What is being asked. Quote the records word for word, beginning at the start of the records and finishing with the line that contains "--holes even-odd", and omit the pictures from your answer.
++++ Source data
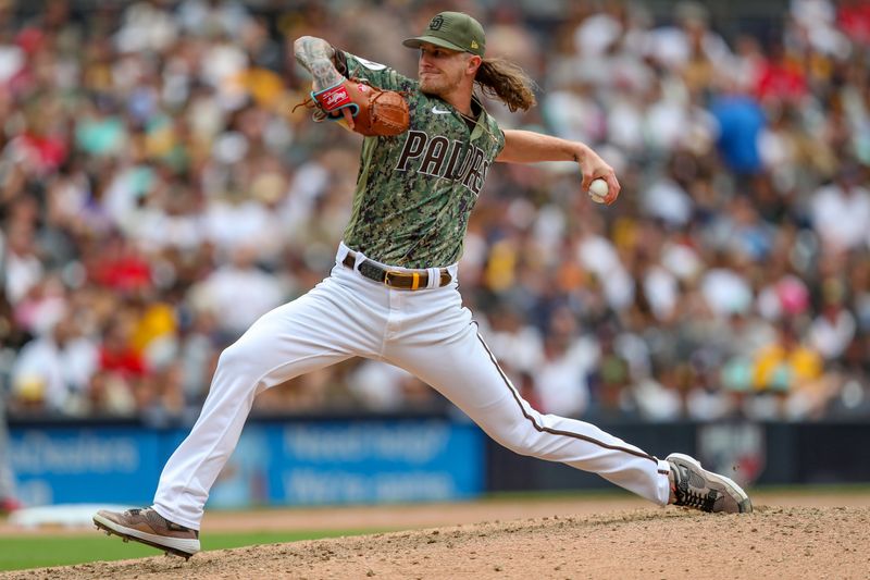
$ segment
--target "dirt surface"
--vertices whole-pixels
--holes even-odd
[[[599,513],[596,515],[584,515],[581,509],[572,515],[562,511],[560,515],[207,552],[189,562],[158,556],[22,570],[0,577],[27,580],[870,577],[867,495],[821,496],[821,501],[810,497],[803,502],[816,503],[818,507],[772,505],[801,503],[799,498],[795,502],[787,496],[771,503],[759,499],[761,497],[757,498],[756,511],[751,515],[709,515],[673,507],[625,508],[620,502],[608,499],[607,506],[597,502]],[[531,507],[526,504],[525,509],[527,513],[561,510],[570,503],[536,502]],[[841,505],[829,505],[837,503]],[[596,502],[580,504],[588,508]],[[514,504],[507,502],[506,505]],[[512,509],[499,509],[486,503],[480,506],[490,516],[509,514]],[[356,509],[361,514],[366,509],[383,511]],[[608,511],[601,513],[602,509]],[[327,514],[327,510],[306,511]],[[405,508],[405,511],[410,514],[414,509]],[[473,517],[472,511],[464,510],[469,517]],[[453,517],[458,513],[453,513]],[[270,514],[263,514],[266,515]],[[211,518],[213,528],[219,527],[219,516]],[[234,529],[238,529],[238,523],[236,516]],[[345,521],[345,526],[347,523]],[[368,525],[376,523],[369,520]]]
++++++++
Output for this exercise.
$ segment
--target "dirt surface"
--vertices whole-pixels
--holes even-odd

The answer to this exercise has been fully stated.